=== 取り組む課題 ===
(a) 次の(i)〜(iii)が本文の内容と合っているかを、はいかいいえで答え、判断の根拠となる本文の語句をそのまま引用してください。(i) 島根大には開発途上国から学びに来る学生がいる。(ii) 地域の現場への学生派遣は、人員規模を縮小する方針である。(iii) 材料エネルギー学部は2023年度に設立された。
(b) 本文で、世界は何の集合体だと述べられているか。
(c) 本文でVUCAの内容として挙げられている要素をすべて挙げよ。

ー 4月に就任されました。特に力を入れていくことは何ですか。

双方向の留学や学内交流を促進し、キャンパス内のグローバリズム・国際化を活発化させたいと考えています。VUCA(ブーカ=変動性、不確実性、複雑性、曖昧性)の時代が叫ばれ、政治家も科学者も未来を正確に予測できない今、どうすれば世界的な危機を乗り越え、持続可能な社会がつくれるのかを真剣に探らなければならず、国立大学にはその使命があります。

アジアなどの開発途上国から島根大に来る学生は、現状への危機感を持って学びに来ています。日本人学生も、彼らとふれ合うことによって世界を理解します。

ー 学生と地域社会の接点を増やす方針を掲げておられます。

世界とは、地域の集合体です。この地域の現場に学生が出て行く機会をもっと作り、「なぜ勉強するのか」を実感してもらうことが重要です。医療やまちづくりなどさまざまな地域の現場への派遣をエリア、人員規模共に拡大していく方針です。

ー 2023年度に設立した「材料エネルギー学部」が2年目を迎えます。

=== データ部分 ===
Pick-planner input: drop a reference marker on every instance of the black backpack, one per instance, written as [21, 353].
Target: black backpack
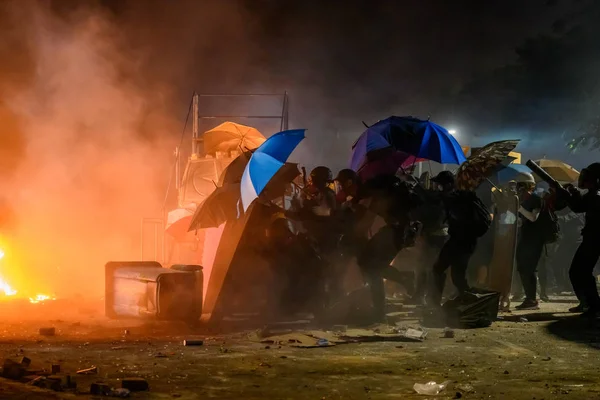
[548, 225]
[474, 214]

=== 解答一覧 ===
(a)
(i) はい。「アジアなどの開発途上国から島根大に来る学生は、現状への危機感を持って学びに来ています。」
(ii) いいえ。「医療やまちづくりなどさまざまな地域の現場への派遣をエリア、人員規模共に拡大していく方針です。」
(iii) はい。「2023年度に設立した「材料エネルギー学部」が2年目を迎えます。」

(b) 地域の集合体。

(c) 変動性、不確実性、複雑性、曖昧性